Reproduce the following items line for line, with no changes to their wording, numbers or punctuation, and omit the pictures from your copy.

- [Stored data]:
## Start

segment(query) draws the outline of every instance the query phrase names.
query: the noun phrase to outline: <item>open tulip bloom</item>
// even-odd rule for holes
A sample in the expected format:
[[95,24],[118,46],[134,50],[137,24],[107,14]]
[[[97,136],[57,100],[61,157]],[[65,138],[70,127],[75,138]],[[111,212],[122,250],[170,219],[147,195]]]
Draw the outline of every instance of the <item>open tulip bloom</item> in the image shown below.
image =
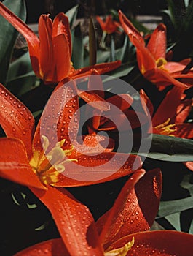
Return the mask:
[[17,15],[0,2],[0,14],[26,39],[32,68],[46,84],[55,84],[62,79],[76,78],[90,74],[93,69],[99,73],[108,72],[120,66],[121,61],[102,63],[76,70],[71,61],[71,36],[68,17],[63,12],[53,22],[49,15],[39,20],[39,37]]
[[[137,170],[126,181],[114,206],[93,226],[98,230],[95,246],[98,256],[192,255],[193,236],[173,230],[149,231],[162,192],[159,169]],[[88,233],[92,241],[93,234]],[[72,236],[73,243],[79,238]],[[174,246],[174,244],[176,246]],[[80,250],[76,252],[79,255]],[[15,256],[74,255],[60,238],[35,244]],[[87,255],[94,254],[90,249]]]
[[[87,236],[87,227],[92,227],[92,217],[63,187],[94,184],[130,175],[141,168],[141,158],[106,151],[95,136],[88,136],[87,140],[86,136],[81,145],[77,143],[79,102],[74,81],[59,83],[36,129],[31,112],[0,86],[0,123],[7,136],[0,139],[0,176],[28,186],[50,209],[68,250],[74,255],[77,250],[84,255],[87,247],[83,248],[82,244],[92,244]],[[125,163],[119,165],[122,159]],[[87,221],[83,223],[79,218],[84,211]],[[94,242],[96,233],[93,232],[91,240]],[[75,244],[72,243],[74,233],[79,235]],[[90,252],[95,255],[98,249]]]
[[186,69],[191,59],[179,62],[167,60],[166,27],[160,23],[153,31],[147,45],[140,32],[119,10],[119,20],[130,42],[136,48],[139,69],[145,78],[162,90],[174,85],[188,89],[193,84],[193,70]]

## End

- [Task result]:
segment(query) draws the outline of every instance the query phrase names.
query: the noun phrase to outline: <item>open tulip bloom</item>
// even-odd rule for holes
A sample in the expected format:
[[95,24],[118,46],[134,50],[137,24],[107,14]]
[[[97,136],[57,100],[61,157]],[[65,138],[70,127],[75,138]],[[111,212],[122,250],[170,219],[147,195]]]
Draw the outline of every instance of the <item>open tulip bloom</item> in the image shown below.
image =
Return the mask:
[[17,15],[0,2],[0,14],[26,39],[32,68],[46,84],[55,84],[62,79],[76,78],[90,74],[93,69],[99,73],[108,72],[120,66],[121,61],[102,63],[76,70],[71,61],[71,36],[68,17],[63,12],[53,22],[49,15],[39,20],[39,37]]
[[[137,170],[126,181],[114,206],[93,226],[98,230],[95,246],[98,256],[192,255],[193,236],[173,230],[149,231],[162,192],[159,169]],[[88,233],[92,241],[93,234]],[[72,236],[73,243],[79,238]],[[174,246],[174,244],[176,246]],[[80,250],[76,252],[79,255]],[[15,256],[74,255],[60,238],[35,244]],[[87,255],[94,254],[90,249]]]
[[[87,236],[87,227],[92,227],[92,217],[63,187],[94,184],[130,175],[141,168],[141,158],[106,151],[95,136],[88,136],[87,140],[86,136],[81,145],[77,143],[79,102],[74,81],[59,83],[36,129],[31,112],[0,86],[0,123],[7,136],[0,139],[0,176],[28,186],[50,209],[68,250],[74,255],[77,250],[84,255],[87,247],[83,248],[82,244],[92,244]],[[125,163],[119,165],[122,159]],[[87,221],[83,223],[79,218],[84,211]],[[94,242],[96,233],[93,232],[91,240]],[[75,244],[72,243],[74,233],[79,235]],[[90,252],[95,255],[98,249]]]
[[186,69],[191,59],[179,62],[167,60],[166,27],[160,23],[153,31],[147,45],[140,32],[119,10],[119,20],[130,42],[136,48],[139,69],[145,78],[162,90],[174,85],[188,89],[193,84],[193,70]]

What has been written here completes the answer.